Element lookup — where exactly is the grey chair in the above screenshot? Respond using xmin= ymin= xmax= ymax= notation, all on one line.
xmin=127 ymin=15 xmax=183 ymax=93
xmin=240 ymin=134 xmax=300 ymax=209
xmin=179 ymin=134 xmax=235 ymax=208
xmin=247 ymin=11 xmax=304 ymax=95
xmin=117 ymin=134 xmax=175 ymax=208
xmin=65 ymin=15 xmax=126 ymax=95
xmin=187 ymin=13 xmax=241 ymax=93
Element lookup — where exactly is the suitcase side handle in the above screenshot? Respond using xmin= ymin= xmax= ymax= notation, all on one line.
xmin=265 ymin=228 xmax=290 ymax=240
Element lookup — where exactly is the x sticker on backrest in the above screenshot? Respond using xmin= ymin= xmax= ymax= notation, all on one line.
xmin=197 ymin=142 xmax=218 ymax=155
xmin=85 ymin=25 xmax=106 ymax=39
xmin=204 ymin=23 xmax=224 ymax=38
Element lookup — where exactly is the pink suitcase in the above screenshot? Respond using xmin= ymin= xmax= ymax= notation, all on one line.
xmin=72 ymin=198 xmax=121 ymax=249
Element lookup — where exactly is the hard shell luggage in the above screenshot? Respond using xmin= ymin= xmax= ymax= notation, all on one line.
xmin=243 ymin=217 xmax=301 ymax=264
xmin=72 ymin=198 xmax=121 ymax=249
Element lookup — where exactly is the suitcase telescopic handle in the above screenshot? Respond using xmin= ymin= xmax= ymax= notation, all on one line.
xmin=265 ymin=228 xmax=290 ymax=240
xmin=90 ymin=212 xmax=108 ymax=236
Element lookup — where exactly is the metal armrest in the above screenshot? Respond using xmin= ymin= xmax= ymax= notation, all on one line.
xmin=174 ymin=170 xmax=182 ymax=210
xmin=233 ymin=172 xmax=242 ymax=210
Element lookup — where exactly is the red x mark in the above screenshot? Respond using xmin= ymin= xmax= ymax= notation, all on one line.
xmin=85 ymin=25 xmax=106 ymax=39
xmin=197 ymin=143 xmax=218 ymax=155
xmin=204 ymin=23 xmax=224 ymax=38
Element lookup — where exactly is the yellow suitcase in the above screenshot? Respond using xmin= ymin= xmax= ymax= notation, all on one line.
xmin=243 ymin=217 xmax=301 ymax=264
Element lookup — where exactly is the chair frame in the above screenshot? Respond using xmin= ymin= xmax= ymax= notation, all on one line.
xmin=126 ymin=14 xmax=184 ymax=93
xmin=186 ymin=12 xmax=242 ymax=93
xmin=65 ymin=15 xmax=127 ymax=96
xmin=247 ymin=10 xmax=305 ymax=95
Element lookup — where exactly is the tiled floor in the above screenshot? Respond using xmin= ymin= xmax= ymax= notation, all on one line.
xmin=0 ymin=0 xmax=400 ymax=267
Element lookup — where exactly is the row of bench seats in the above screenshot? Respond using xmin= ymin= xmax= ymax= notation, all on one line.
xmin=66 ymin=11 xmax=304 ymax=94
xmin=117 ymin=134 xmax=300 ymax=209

_____

Starting with the line that contains "Element lookup — where exactly is the tiled" and going on through the end of the material, write every line out again, requests included, shifting each bounding-box coordinate in the answers by -70.

Element lookup — where exactly is the tiled floor in the above screenshot? Respond using xmin= ymin= xmax= ymax= notation, all on one line.
xmin=-70 ymin=-70 xmax=330 ymax=197
Element lookup — where exactly is the row of bench seats in the above screenshot? Respond using xmin= ymin= xmax= ymax= notation, all on one line.
xmin=-4 ymin=-59 xmax=234 ymax=24
xmin=47 ymin=64 xmax=230 ymax=139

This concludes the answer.